----- Text excerpt
Wilhelm Ahlwardt (4 July 1828, Greifswald – 2 November 1909, Greifswald) was a German orientalist who specialized in research of Arabic literature. He was the son of philologist Christian Wilhelm Ahlwardt (1760–1830).

Biography 
He studied oriental philology at the University of Greifswald (1846–48, 1849–50) as a student of Johann Gottfried Ludwig Kosegarten and at the University of Göttingen (1848–49) under Heinrich Ewald. After graduation, he spent several years studying Arab manuscripts in libraries at Gotha and Paris. In 1856 he began work as an assistant librarian at Greifswald, obtaining his habilitation during the following year. In 1861 he became a professor at the university.
----------
----- Data in this exercise
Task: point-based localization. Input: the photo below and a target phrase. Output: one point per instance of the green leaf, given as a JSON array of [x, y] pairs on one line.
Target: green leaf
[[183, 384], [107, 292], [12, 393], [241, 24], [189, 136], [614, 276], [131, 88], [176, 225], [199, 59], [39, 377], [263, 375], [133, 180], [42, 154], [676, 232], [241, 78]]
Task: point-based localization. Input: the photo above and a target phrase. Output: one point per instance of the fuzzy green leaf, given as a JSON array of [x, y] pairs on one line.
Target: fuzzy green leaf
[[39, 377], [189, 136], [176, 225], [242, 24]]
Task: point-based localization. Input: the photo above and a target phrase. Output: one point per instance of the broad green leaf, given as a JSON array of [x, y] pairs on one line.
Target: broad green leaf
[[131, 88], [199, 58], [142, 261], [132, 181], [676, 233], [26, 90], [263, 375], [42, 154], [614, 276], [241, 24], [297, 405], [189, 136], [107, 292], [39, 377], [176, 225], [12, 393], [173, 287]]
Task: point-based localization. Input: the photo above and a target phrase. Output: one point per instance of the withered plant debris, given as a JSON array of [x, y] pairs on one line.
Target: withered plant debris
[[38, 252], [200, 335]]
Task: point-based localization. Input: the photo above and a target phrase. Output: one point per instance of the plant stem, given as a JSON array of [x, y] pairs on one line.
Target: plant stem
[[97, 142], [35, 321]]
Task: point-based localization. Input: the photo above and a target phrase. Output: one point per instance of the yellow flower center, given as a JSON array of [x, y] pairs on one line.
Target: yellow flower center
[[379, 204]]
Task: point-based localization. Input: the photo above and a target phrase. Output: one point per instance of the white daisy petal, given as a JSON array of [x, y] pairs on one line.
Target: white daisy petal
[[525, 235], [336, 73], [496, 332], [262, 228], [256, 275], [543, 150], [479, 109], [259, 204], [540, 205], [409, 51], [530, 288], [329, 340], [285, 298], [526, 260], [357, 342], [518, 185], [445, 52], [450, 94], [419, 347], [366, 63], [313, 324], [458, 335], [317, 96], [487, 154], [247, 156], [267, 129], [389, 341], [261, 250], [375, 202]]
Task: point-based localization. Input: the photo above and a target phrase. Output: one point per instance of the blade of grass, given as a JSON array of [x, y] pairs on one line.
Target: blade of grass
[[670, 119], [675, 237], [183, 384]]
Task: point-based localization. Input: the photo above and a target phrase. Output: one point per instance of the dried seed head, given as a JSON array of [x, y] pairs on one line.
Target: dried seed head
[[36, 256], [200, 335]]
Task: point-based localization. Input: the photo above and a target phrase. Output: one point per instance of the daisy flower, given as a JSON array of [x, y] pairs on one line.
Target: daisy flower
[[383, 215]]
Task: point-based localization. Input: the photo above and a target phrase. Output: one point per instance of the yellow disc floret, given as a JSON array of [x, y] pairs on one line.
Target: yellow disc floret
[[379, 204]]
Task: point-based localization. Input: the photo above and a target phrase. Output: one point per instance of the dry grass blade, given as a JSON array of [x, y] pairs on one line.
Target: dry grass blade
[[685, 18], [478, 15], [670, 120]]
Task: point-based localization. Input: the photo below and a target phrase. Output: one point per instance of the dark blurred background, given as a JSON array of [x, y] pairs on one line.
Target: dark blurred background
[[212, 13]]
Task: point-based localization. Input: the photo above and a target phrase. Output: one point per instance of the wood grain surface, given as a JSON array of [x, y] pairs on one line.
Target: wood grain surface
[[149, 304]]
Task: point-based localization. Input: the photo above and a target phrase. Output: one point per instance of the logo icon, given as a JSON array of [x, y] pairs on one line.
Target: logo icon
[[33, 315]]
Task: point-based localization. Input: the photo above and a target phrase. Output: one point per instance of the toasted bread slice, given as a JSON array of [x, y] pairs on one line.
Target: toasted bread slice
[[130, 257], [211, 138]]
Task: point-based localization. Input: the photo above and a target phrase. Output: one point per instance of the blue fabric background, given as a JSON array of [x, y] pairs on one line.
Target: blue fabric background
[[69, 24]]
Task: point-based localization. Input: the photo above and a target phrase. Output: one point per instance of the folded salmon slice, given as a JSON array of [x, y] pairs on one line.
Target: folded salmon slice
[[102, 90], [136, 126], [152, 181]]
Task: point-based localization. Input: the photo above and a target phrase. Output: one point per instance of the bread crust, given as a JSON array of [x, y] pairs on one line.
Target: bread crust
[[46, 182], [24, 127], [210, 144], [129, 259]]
----------
● Set tasks:
**a)** Increase every point coordinate in the answers by 5 in the records, starting with the line with "of the blade" and going on through the line with "[[36, 256], [200, 335]]". Write out only those lines, requests included, with the new values.
**b)** Pick up the biography of Wilhelm Ahlwardt where it stops and continue it.

● Exercise results:
**a)**
Task: point-based localization. Input: the photo above and a target phrase. Output: one point per instance of the blade of grass, given as a JSON array of [x, y] pairs on one line.
Target: blade of grass
[[675, 124], [680, 242], [188, 389]]
Task: point-based localization. Input: the photo above and a target phrase. Output: one point per instance of the dried seed head, given as a JSON array of [x, y] pairs on one line.
Target: dried seed head
[[41, 261], [205, 340]]

**b)**
Published works 
His main work was the masterful Verzeichnis der arabischen Handschriften (1887–1899), a 10 volume catalogue of Arabic manuscripts kept at the Royal Library of Berlin. As a dedication to the 400 year jubilee of the university at Greifswald (1856), he published Über Poesie und Poetik der Araber ("On Poetry and Poetics of the Arabs"). Other principal works by Ahlwardt are:
 Chalef elahmar's Qasside: Berichtigter arabischer Text, 1859 – (Khalaf al-Aḥmar's qasida).
 "The divans of the six ancient Arabic poets Ennabiga, 'Antara, Tharafa, Zuhair, 'Alqama and Imruulqais", Trübner & co., London, 1870 (in English).
 Al-Fakhrî by Muḥammad ibn ʻAlī Ibn al-Ṭiqṭaqā (Paris, É. Bouillon, 1895).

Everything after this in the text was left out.